## CHALLENGE 1
In the entries below the text, reproduce word for word the lines starting at the line that contains "of the rocky" and ending with the line that contains "[(122, 267)]".

## EXCERPT
** Begin **

Airtel Super Singer 4, the fourth season of Airtel Super Singer, premiered on 4 February 2013. The show was a reality-based Indian singing competition in Tamil that aired on STAR Vijay. It was designed to be a talent hunt to find the best voice of Tamil Nadu. Judges for the auditions were Ananth Vaidyanathan, S.P. Sailaja, Devan Ekambaram, Nithyasree Mahadevan, Mahathi, Pop Shalini, S. Sowmya, Mano and Malgudi Subha. Some of these judges along with other noted musicians reappeared as Guest judges. To name a few- S. Janaki, M. S. Viswanathan, A. R. Rahman, P. Susheela, Asha Bhosle, S. P. Balasubrahmanyam, Vairamuthu, L. R. Eswari and Vani Jairam. Judges for the main competition were Sujatha, Unnikrishnan and Srinivas. Ma Ka Pa Anand and Bhavana were the hosts for the show. The voice trainer was Ananth Vaidyanathan. The show aired weekdays from Monday to Friday at 9PM IST.

Auditions
The auditions for the show were held at three zones, Trichy, Kovai and Chennai in December 2012 and January 2013. Thousands of applicants aged above 16 participated in the zonal auditions. The judges for the preliminary auditions included eminent singers from the music industry and popular contestants from the previous seasons of the show.  The show premiered in February 2013 featuring the audition phases from various zones.

Direct finalists
 Diwakar 
 Parvathy
 Syed Subahan

Wild card round winners
 Sarath Santhosh
 Sonia Aamod

Finalists
 Diwakar(winner)

** End **

## EXTRACTED MATERIAL
** Begin **

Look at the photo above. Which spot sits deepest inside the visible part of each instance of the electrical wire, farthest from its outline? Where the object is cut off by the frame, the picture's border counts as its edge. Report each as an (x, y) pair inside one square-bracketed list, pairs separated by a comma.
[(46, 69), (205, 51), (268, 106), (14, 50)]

** End **
** Begin **

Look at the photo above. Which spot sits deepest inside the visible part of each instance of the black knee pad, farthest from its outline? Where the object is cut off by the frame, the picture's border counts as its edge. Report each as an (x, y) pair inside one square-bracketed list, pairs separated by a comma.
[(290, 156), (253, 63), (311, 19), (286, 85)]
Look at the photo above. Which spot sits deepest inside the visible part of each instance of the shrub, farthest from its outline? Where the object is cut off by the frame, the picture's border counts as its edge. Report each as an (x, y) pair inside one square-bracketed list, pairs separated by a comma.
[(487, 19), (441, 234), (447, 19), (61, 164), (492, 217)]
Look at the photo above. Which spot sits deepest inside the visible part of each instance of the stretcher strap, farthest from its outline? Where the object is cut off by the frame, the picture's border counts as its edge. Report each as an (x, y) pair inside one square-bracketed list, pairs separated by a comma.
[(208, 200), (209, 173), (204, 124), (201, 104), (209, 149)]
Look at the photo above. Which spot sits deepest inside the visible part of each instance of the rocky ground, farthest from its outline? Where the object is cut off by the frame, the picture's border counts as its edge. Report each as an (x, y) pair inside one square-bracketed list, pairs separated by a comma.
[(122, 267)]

** End **
** Begin **

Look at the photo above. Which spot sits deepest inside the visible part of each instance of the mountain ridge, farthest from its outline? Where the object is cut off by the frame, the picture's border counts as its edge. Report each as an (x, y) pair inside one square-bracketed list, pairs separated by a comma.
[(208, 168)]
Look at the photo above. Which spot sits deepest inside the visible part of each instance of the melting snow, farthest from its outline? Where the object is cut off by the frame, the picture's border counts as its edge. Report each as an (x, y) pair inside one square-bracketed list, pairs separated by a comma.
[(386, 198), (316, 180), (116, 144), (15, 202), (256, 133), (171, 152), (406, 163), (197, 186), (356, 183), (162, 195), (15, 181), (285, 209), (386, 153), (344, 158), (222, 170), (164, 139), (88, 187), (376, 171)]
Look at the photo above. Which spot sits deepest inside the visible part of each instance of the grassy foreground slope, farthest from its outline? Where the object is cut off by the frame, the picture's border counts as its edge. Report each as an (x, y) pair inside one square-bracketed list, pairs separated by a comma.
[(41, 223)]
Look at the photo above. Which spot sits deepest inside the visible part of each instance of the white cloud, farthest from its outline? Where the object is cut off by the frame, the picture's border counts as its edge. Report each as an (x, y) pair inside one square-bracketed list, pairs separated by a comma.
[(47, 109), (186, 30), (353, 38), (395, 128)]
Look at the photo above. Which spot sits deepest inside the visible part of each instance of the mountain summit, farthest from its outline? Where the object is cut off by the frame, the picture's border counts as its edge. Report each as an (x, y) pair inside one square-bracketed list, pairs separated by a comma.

** End **

## CHALLENGE 2
According to the Airtel Super Singer 4 text, who were the judges for the main competition?

## EXERCISE SOLUTION 1
Look at the photo above. Which spot sits deepest inside the visible part of each instance of the rocky ground, farthest from its outline? Where the object is cut off by the frame, the picture's border counts as its edge. Report each as an (x, y) pair inside one square-bracketed list, pairs separated by a comma.
[(122, 267)]

## EXERCISE SOLUTION 2
Sujatha, Unnikrishnan, Srinivas